=== Provided passage ===
24.Education Commission Report

Basic Information

Title / Education Commission
Contact Name and Details / John Barrett,
Chair of the Education Commission
Resolutions / As set out in the report.

Summary of Content

Subject and Aims / The purpose of this paper is to present the recommendations and associated proposals of the Education Commission.
Main Points /
  • Contributing to the provision of education is a major and proper part of Christian mission Methodism has a distinctive approach to education, and has identified principles that underlie this approach. The forefront of Methodism’s mission through education is the many Methodists who serve as governors, teachers, assistants, other staff, lay and ordained chaplains in schools and colleges and they deserve to be affirmed and supported.
  • Methodism, as a provider of formal education, has an opportunity to establish and develop schools in which there is a concerted commitment to address fully the ‘spiritual, moral, social and cultural’ dimensions of education.
  • Methodism should affirm and celebrate the education offered by its schools.
  • The advent of academies gives the Church an opportunity it should seize.
  • Proposals which provide the framework to develop and support the Church’s future policy in education.

Background Context and Relevant Documents (with function) / Interim Reports to the Methodist Council (MC/11/3)and the Conference in 2011
MC/07/04 (Projects 19 (iii) Education project)
This project arises from the recommendations of Ground-Clearing Project 10 to set up an independent commission on formal education.
Consultations / Persons and groups consulted are listed fully within the paper

Summary of Impact

Personnel / Resources are needed for a two year transition project.

Education Commission Report

Summary of report and its recommendations

  • Contributing to the provision of education is a major and proper part of Christian mission. However, despite the Methodist Church’s tradition in this regard, it is not, at present, taking this seriously enough. The Methodist Church is at a critical moment, in which it could not only lose a significant opportunity to extend its mission through setting up new schools, but also risks losing control of the schools it has.
  • The Church should recognise and support the contribution made by individual Methodists, in an employed or voluntary capacity, to their local schools and colleges and in the education sector generally, and at connexional, district and circuit level, should provide more fully for the pastoral needs of children, students and staff in schools, colleges and universities.
=== Dataset records ===
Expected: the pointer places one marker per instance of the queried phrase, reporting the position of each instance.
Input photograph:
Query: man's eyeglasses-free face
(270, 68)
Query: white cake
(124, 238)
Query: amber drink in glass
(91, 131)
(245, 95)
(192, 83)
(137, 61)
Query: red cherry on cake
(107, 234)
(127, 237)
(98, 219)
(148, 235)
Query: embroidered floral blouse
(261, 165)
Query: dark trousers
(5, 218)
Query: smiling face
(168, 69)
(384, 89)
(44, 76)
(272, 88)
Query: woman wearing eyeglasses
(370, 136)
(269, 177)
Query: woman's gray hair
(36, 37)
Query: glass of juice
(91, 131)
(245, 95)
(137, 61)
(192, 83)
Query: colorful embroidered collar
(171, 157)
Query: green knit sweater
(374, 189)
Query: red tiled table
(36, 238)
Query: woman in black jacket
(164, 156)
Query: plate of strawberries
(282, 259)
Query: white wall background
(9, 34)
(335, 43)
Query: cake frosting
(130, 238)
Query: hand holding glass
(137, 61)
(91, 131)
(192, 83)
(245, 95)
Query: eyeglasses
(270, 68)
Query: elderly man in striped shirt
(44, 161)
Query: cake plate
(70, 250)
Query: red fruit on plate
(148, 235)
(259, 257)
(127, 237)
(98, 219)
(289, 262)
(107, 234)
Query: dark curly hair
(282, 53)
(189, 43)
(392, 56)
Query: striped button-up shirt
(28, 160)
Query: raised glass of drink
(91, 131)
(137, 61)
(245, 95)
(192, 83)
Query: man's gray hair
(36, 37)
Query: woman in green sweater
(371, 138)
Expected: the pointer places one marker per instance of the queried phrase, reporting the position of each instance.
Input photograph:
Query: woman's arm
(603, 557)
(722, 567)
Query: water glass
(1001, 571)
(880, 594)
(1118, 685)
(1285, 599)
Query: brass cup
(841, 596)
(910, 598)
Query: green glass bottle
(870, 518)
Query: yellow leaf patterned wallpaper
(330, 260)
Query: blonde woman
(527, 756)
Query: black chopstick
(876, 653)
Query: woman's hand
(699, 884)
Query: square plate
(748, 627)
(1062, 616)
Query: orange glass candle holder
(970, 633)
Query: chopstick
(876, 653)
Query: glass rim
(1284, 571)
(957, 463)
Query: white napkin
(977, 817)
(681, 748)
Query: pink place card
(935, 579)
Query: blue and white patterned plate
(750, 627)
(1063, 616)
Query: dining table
===
• _Set of tasks_
1. In the Education Commission report, change the passage between "Summary of report" and "colleges and universities.", inclusive, so that "opportunity" reads "chance".
2. Write the next part of the Education Commission report, picking up after its last sentence.
The entries above are separate material from the Education Commission report.

• _Answers to the exercises_
1.
Summary of report and its recommendations

  • Contributing to the provision of education is a major and proper part of Christian mission. However, despite the Methodist Church’s tradition in this regard, it is not, at present, taking this seriously enough. The Methodist Church is at a critical moment, in which it could not only lose a significant chance to extend its mission through setting up new schools, but also risks losing control of the schools it has.
  • The Church should recognise and support the contribution made by individual Methodists, in an employed or voluntary capacity, to their local schools and colleges and in the education sector generally, and at connexional, district and circuit level, should provide more fully for the pastoral needs of children, students and staff in schools, colleges and universities.

2.
  • Methodism has a distinctive approach to education. Methodist schools provide an opportunity to establish and develop schools in which there is a concerted commitment to address fully the ‘spiritual, moral, social and cultural’ dimensions of education.
  • Methodism should affirm and celebrate the education offered by its schools.
  • The Commission recognises the enormous opportunity the Church has to influence for good the lives of the 22,000 children currently in Methodist Schools. The Commission believes the Church should celebrate this opportunity and seek appropriate ways of extending this influence through the opportunities currently available.
  • The advent of academies gives the Church an opportunity it should seize.
  • The Commission brings to the Conference proposals which provide the framework to develop and support the Church’s future policy in education.

Extracts from Section 48 inspection of Holly Hill Methodist/Church of England Infant and Nursery School, November 2011
The distinctiveness and effectiveness of Holly Hill as a Methodist/ Church of England school are both outstanding. Holly Hill is proud of its dual foundation with its strong desire to meet the needs of the young children and families it serves in a challenging area of social deprivation on the Birmingham and Worcestershire border. Here is a place where everyone is welcomed and encouraged to achieve. These young pupils are given excellent opportunities and experiences to nurture faith. Holly Hill is an excellent church school because its relationships are founded on Christian values ensuring everyone is included and belongs.

1.0Preamble

1.1. Background

The Education Commission was initiated as a result of the recommendations which were defined within the Team Focus Project 10 conclusions (reported to the Methodist Council in January 2007). Specifically, Project 10 recommended that an independent “Commission” on formal education should be set up in order to:

  • recommend, after a radical review of the status quo, why and how the Methodist Church should be engaged in all aspects of the education and training services in Britain;
  • consider how Methodist people involved at all levels in the education and training services can be supported in their work and mission.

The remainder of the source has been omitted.